▸ ABOUT THIS TASK
Give back the whole listing word for word and skip each picture.

▸ DATA TO EXAMINE
★ ★ ★ ★
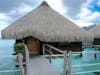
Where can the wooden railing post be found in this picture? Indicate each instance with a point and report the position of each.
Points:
(50, 58)
(43, 49)
(65, 63)
(69, 62)
(27, 60)
(20, 62)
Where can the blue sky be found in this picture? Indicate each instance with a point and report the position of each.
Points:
(81, 12)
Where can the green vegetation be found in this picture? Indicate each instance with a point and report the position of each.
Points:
(19, 48)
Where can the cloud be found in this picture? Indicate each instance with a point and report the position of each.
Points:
(73, 7)
(7, 5)
(4, 19)
(57, 5)
(98, 2)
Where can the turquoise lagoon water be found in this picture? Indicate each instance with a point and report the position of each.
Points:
(7, 60)
(87, 58)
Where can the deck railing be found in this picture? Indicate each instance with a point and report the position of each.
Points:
(68, 58)
(13, 71)
(48, 51)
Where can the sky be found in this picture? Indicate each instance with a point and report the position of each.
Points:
(81, 12)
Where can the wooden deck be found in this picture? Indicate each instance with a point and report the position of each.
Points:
(38, 65)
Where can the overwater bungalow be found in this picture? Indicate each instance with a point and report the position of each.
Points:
(45, 25)
(96, 32)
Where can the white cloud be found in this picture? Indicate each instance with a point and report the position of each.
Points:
(21, 10)
(4, 17)
(57, 5)
(84, 13)
(98, 2)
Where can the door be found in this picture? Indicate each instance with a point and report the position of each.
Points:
(33, 45)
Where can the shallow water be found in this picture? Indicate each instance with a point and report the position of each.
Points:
(7, 60)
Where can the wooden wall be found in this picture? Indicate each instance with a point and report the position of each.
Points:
(33, 45)
(69, 46)
(96, 41)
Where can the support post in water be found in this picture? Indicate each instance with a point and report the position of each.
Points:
(65, 62)
(69, 62)
(43, 49)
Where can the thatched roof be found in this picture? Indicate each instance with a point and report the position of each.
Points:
(95, 31)
(46, 25)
★ ★ ★ ★
▸ TASK OUTPUT
Where can the wooden railing post be found in this picture? Indicate each instance with a point and report the position of each.
Points:
(50, 58)
(43, 49)
(65, 63)
(69, 62)
(27, 60)
(20, 62)
Where can the blue sky be found in this picture? Indicate each instance with a point and report the position of each.
Points:
(81, 12)
Where can the green vegetation be found in this picture? Indicate each instance with a point and report the position of each.
Points:
(19, 48)
Where can the cloud be found in this picture? Indicate each instance with a point and report the position of each.
Points:
(73, 7)
(7, 5)
(4, 19)
(57, 5)
(98, 2)
Where can the turquoise lagoon water be found in this picture? Indicate each instance with a point and report the position of each.
Points:
(7, 60)
(87, 58)
Where can the deck railing be found in this picture? Indicate each instance with a point and report the position of each.
Points:
(68, 58)
(13, 71)
(48, 51)
Where can the sky be found in this picture? Indicate each instance with a point and report the position of each.
Points:
(81, 12)
Where can the wooden deck be found in this picture? Indicate each instance with a point and report the position of each.
Points:
(38, 65)
Where can the overwater bungalow be found in this picture? Indicate each instance with a point and report the position of each.
Points:
(45, 25)
(96, 32)
Where can the white cloud be found in this picture? Indicate each instance with a point and report the position of each.
Points:
(21, 10)
(4, 17)
(57, 5)
(84, 13)
(98, 2)
Where can the door be found in this picture? Indicate each instance with a point and report the position of each.
Points:
(33, 45)
Where can the shallow water be found in this picture? Indicate each instance with a point and report the position of each.
Points:
(7, 60)
Where can the wooden wall be found in this picture? Indicate each instance with a point and report the position of each.
Points:
(33, 45)
(69, 46)
(96, 41)
Where can the support post in water be found in this picture? Indicate each instance with a point and report the position of each.
Points:
(65, 62)
(69, 62)
(43, 49)
Where can the thatched roof be found in this picture? Indicate each instance with a point and report the position of each.
Points:
(95, 31)
(46, 25)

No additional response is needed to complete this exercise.